• _Your task_
Every line of the listing should be retyped exactly, but none of the pictures should be.

═══ Records for this task ═══

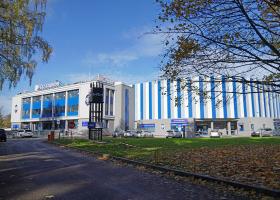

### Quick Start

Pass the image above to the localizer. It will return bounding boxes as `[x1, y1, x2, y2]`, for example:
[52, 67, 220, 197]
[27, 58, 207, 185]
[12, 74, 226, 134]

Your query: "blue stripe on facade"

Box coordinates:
[199, 77, 204, 119]
[167, 80, 171, 119]
[242, 79, 248, 117]
[232, 77, 238, 118]
[268, 88, 272, 117]
[158, 81, 162, 119]
[211, 76, 216, 119]
[263, 84, 267, 117]
[250, 79, 255, 117]
[222, 76, 227, 118]
[177, 79, 182, 118]
[140, 83, 144, 120]
[187, 80, 193, 118]
[149, 82, 152, 120]
[257, 83, 262, 117]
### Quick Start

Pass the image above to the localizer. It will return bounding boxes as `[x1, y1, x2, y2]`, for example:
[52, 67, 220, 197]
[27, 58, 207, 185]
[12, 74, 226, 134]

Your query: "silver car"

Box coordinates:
[210, 129, 222, 138]
[165, 130, 182, 138]
[261, 128, 273, 137]
[124, 130, 137, 137]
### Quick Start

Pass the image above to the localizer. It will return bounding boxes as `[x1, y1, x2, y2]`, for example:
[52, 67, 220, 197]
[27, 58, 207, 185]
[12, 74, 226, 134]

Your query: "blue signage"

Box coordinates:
[139, 124, 155, 128]
[82, 121, 88, 127]
[171, 119, 188, 124]
[88, 122, 96, 129]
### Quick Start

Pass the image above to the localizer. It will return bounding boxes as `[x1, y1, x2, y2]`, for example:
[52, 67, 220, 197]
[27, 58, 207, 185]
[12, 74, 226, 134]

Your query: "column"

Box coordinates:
[30, 97, 33, 119]
[40, 95, 43, 118]
[211, 121, 214, 130]
[65, 91, 68, 117]
[227, 121, 231, 135]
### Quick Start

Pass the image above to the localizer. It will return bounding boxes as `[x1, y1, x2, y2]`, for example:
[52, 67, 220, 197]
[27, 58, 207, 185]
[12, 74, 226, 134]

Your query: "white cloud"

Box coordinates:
[82, 26, 164, 67]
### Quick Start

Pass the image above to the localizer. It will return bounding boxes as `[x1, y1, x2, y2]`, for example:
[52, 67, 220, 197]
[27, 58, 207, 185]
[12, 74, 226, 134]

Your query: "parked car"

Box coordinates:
[251, 130, 261, 137]
[124, 130, 137, 137]
[273, 130, 280, 136]
[16, 129, 33, 138]
[210, 129, 222, 138]
[251, 128, 273, 137]
[261, 128, 273, 137]
[136, 130, 154, 138]
[0, 129, 7, 142]
[112, 130, 125, 137]
[165, 130, 182, 138]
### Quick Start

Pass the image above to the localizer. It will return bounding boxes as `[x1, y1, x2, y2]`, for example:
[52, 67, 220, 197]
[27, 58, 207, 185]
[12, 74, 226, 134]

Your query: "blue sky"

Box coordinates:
[0, 0, 165, 114]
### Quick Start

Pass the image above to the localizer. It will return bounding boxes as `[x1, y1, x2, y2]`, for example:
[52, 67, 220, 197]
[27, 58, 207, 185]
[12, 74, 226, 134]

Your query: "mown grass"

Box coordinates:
[55, 136, 280, 160]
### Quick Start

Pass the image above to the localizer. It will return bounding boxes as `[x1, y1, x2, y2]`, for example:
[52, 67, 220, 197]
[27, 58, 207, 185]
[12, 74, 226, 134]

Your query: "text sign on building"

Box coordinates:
[82, 121, 88, 127]
[34, 81, 61, 91]
[88, 122, 96, 129]
[171, 119, 188, 124]
[91, 87, 104, 103]
[139, 124, 155, 128]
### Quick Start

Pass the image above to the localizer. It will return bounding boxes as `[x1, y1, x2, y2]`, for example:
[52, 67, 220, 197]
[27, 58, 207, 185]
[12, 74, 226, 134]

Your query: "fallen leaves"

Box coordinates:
[154, 144, 280, 190]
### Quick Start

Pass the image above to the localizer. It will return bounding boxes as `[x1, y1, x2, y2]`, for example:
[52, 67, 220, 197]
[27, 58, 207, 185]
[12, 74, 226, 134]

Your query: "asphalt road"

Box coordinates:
[0, 139, 248, 200]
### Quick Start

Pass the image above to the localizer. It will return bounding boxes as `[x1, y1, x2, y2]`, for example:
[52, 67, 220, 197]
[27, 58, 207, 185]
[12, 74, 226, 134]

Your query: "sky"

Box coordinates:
[0, 0, 166, 114]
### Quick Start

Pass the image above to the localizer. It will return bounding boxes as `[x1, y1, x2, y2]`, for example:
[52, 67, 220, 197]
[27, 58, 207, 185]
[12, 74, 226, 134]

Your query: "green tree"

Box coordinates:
[156, 0, 280, 87]
[0, 106, 4, 128]
[0, 0, 52, 89]
[3, 113, 11, 128]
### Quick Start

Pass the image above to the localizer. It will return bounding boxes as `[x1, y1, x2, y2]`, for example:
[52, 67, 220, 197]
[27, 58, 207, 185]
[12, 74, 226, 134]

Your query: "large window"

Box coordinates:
[42, 94, 53, 118]
[110, 90, 114, 115]
[55, 92, 66, 116]
[32, 96, 41, 118]
[67, 90, 79, 116]
[105, 89, 109, 115]
[22, 98, 31, 119]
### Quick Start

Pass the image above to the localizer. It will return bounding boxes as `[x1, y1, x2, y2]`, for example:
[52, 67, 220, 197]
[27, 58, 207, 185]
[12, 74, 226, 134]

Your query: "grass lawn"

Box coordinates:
[54, 137, 280, 190]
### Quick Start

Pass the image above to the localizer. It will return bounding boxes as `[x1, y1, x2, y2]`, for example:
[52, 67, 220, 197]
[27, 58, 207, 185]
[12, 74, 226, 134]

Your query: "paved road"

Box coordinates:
[0, 139, 247, 200]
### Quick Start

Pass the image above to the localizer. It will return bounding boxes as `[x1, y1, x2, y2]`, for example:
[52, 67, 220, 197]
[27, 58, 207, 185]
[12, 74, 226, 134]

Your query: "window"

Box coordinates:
[239, 124, 244, 131]
[109, 90, 114, 115]
[67, 90, 79, 116]
[105, 89, 109, 115]
[42, 94, 53, 118]
[55, 92, 66, 116]
[22, 98, 31, 119]
[251, 124, 255, 131]
[32, 96, 41, 118]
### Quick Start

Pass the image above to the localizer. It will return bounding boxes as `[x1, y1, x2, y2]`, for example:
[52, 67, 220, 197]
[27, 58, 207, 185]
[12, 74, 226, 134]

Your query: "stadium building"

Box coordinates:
[11, 76, 135, 136]
[11, 76, 280, 136]
[134, 77, 280, 136]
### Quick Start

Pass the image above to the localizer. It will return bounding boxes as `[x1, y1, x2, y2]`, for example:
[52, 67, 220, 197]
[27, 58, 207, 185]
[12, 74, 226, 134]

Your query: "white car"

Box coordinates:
[16, 129, 33, 138]
[210, 129, 222, 138]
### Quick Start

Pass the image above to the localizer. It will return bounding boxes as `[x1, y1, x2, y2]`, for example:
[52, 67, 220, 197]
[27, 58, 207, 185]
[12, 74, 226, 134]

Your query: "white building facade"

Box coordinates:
[134, 77, 280, 135]
[11, 76, 280, 136]
[11, 79, 135, 136]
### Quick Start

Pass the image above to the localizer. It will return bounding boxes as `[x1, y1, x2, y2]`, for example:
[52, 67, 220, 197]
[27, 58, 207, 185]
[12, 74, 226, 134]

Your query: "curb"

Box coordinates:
[50, 141, 280, 198]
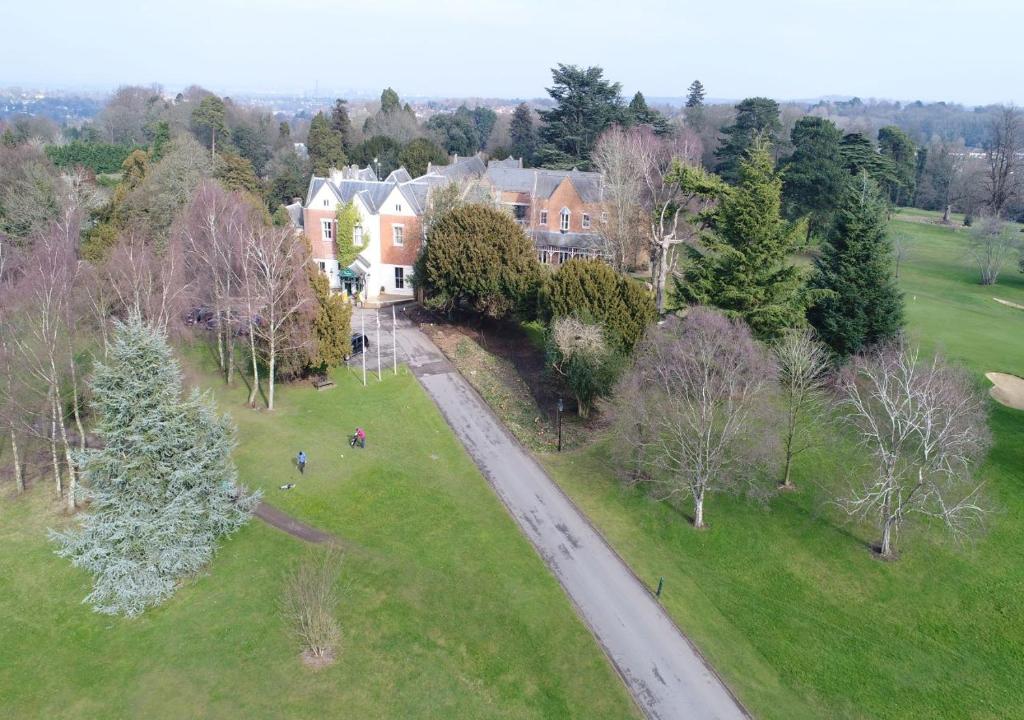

═══

• _Output below_
### Quick Start

Pass the image above to the localizer. It will return bounding boxes as `[x1, y1, x2, y2]`, for example:
[52, 67, 220, 197]
[27, 58, 207, 185]
[12, 74, 226, 134]

Your query: "blue stripe on facade"

Box coordinates:
[199, 77, 204, 119]
[167, 80, 171, 119]
[242, 79, 248, 117]
[232, 77, 238, 118]
[268, 88, 272, 117]
[158, 81, 162, 119]
[211, 76, 216, 119]
[263, 84, 267, 117]
[250, 79, 255, 117]
[222, 76, 227, 118]
[177, 79, 182, 118]
[140, 83, 144, 120]
[187, 80, 193, 118]
[149, 82, 152, 120]
[257, 83, 262, 117]
### Quick Start

Pass the image above to the localizer. It will return bounding boxes as `[x1, y1, x2, y2]`, for example:
[52, 67, 220, 197]
[27, 58, 207, 185]
[12, 74, 226, 134]

Your query: "silver car"

Box coordinates:
[210, 129, 222, 138]
[165, 130, 182, 138]
[261, 128, 273, 137]
[124, 130, 137, 137]
### Quick Start

Pass the image above to the localizer. It will return bounding boxes as `[x1, y1, x2, y2]`, for example:
[52, 67, 220, 197]
[27, 58, 207, 185]
[12, 74, 226, 134]

Your query: "blue signage"

Box coordinates:
[139, 124, 155, 128]
[82, 121, 88, 127]
[171, 119, 188, 124]
[88, 122, 96, 129]
### Quick Start

Pass the image above to the localizer. It will return bounding boxes as `[x1, y1, x2, y2]`, for example:
[52, 67, 220, 197]
[27, 58, 207, 185]
[12, 74, 226, 134]

Your query: "column"

Box coordinates:
[30, 97, 33, 119]
[40, 95, 43, 118]
[211, 121, 214, 130]
[65, 91, 68, 117]
[227, 121, 231, 135]
### Quick Start

Pass the image above to the localizer. It will return bounding boxes as `[x1, y1, x2, y2]`, for example:
[52, 67, 220, 197]
[27, 58, 207, 185]
[12, 74, 226, 134]

Your query: "white cloud"

Box coordinates:
[82, 26, 164, 67]
### Quick Start

Pass the image above to the localizer. It will return bounding boxes as `[x1, y1, x2, y2]`, for example:
[52, 67, 220, 197]
[27, 58, 207, 185]
[12, 74, 226, 134]

Your query: "parked car"

Box coordinates:
[251, 130, 261, 137]
[124, 130, 137, 137]
[273, 130, 280, 136]
[16, 129, 33, 138]
[210, 129, 222, 138]
[251, 128, 273, 137]
[261, 128, 273, 137]
[136, 130, 154, 138]
[0, 129, 7, 142]
[112, 130, 125, 137]
[165, 130, 182, 138]
### Quick Start

Pass the image above to the localizer. It will return bounding boxes as `[x1, y1, x2, y2]`, for example:
[52, 67, 220, 197]
[27, 58, 207, 185]
[12, 74, 226, 134]

Your query: "blue sky"

Box coordinates:
[0, 0, 165, 114]
### Quick Start

Pass the image above to the localizer. It will return bounding boxes as `[x1, y1, x2, y2]`, for example:
[52, 67, 220, 197]
[27, 58, 207, 185]
[12, 74, 226, 134]

Your query: "mown grass"

Box coordinates:
[55, 136, 280, 160]
### Quick Start

Pass the image above to the localizer. It will return bounding boxes as `[x1, y1, x2, y2]`, for example:
[52, 67, 220, 197]
[27, 58, 207, 185]
[12, 74, 226, 134]

Your query: "text sign on building"

Box coordinates:
[82, 121, 88, 127]
[34, 81, 61, 91]
[88, 122, 96, 129]
[171, 119, 188, 124]
[91, 87, 104, 103]
[139, 124, 155, 128]
### Quick Start

Pass the image above to the localizer. It will return bounding boxes as `[x1, y1, x2, y2]`, for example:
[52, 67, 220, 197]
[27, 58, 207, 185]
[12, 74, 226, 134]

Your query: "fallen leaves"

Box coordinates:
[154, 144, 280, 190]
### Quick Start

Pass the image above to the localizer. It will return bounding boxes as `[x1, y1, x2, y2]`, for example:
[52, 67, 220, 197]
[27, 58, 207, 185]
[12, 74, 226, 134]

Your query: "asphalt road"

Box coordinates:
[0, 139, 248, 200]
### Quick Start

Pass the image above to the localizer. It will return bounding boxes as `[x1, y1, x2, y2]`, for example:
[52, 67, 220, 197]
[27, 58, 207, 185]
[12, 74, 226, 134]

Your query: "sky"

Box coordinates:
[0, 0, 166, 114]
### Quick Start

Pass the image above to the localizer. It will return bounding boxes as `[x1, y1, x2, y2]`, for example:
[52, 67, 220, 197]
[27, 58, 207, 185]
[12, 74, 226, 134]

Your query: "green tree"

Box coordinates:
[156, 0, 280, 87]
[0, 106, 4, 128]
[0, 0, 52, 89]
[3, 113, 11, 128]
### Quick Start

Pass the image above to the localizer. It will return bounding boxes as `[x1, y1, x2, y2]`, for example:
[52, 67, 220, 197]
[27, 58, 207, 185]
[12, 74, 226, 134]

Your query: "large window"

Box coordinates:
[42, 94, 53, 118]
[110, 90, 114, 115]
[55, 92, 66, 116]
[32, 96, 41, 118]
[67, 90, 79, 116]
[105, 89, 109, 115]
[22, 98, 31, 119]
### Quick Start

Pass the image above to the localizer. It will return bounding boxes as `[x1, y1, x2, y2]`, for example:
[52, 67, 220, 197]
[27, 58, 207, 185]
[12, 74, 226, 134]

Your query: "grass lawn"

Box coordinates:
[54, 137, 280, 190]
### Quick Start

Pass the image above to the localizer. It will return bounding boxes as `[x1, y1, x2, y2]`, for example:
[52, 67, 220, 197]
[27, 58, 207, 185]
[12, 74, 226, 134]

Your query: "paved road"

Box coordinates:
[0, 139, 247, 200]
### Quick Start

Pass the image above to the localizer. It will return bounding boxes as `[x1, y1, x2, y2]`, for example:
[52, 67, 220, 197]
[27, 58, 207, 185]
[12, 74, 226, 134]

Your query: "window"

Box coordinates:
[239, 124, 244, 131]
[109, 90, 114, 115]
[67, 90, 79, 116]
[105, 89, 109, 115]
[42, 94, 53, 118]
[55, 92, 66, 116]
[22, 98, 31, 119]
[251, 124, 255, 131]
[32, 96, 41, 118]
### Quick Start

Pass the image above to the localizer. It will return bounding boxes as `[x1, y1, x2, y2]`, for example:
[52, 67, 220, 197]
[27, 58, 207, 185]
[12, 74, 226, 134]

Your query: "stadium building"

Box coordinates:
[11, 76, 135, 136]
[11, 76, 280, 136]
[134, 77, 280, 136]
### Quick Start

Pass the image above to the localizer. It will return bounding boxes as `[x1, y1, x2, y2]`, for example:
[52, 67, 220, 197]
[27, 58, 207, 185]
[12, 74, 226, 134]

Your query: "white car"

Box coordinates:
[16, 129, 33, 138]
[210, 129, 222, 138]
### Quick Start

Pass the image above to the localizer. It will return bounding boxes as `[x1, y1, x2, y2]`, for example:
[52, 67, 220, 197]
[27, 58, 207, 185]
[12, 74, 226, 134]

Your query: "white building facade"

Box coordinates:
[134, 77, 280, 135]
[11, 76, 280, 136]
[11, 79, 135, 136]
### Quick Start

Pass the image above to the localizer. It will return bounding boxes as `[x1, y1, x2, y2]`, for example:
[52, 67, 220, 197]
[27, 58, 207, 185]
[12, 74, 226, 134]

Your query: "curb"

Box coordinates:
[50, 141, 280, 198]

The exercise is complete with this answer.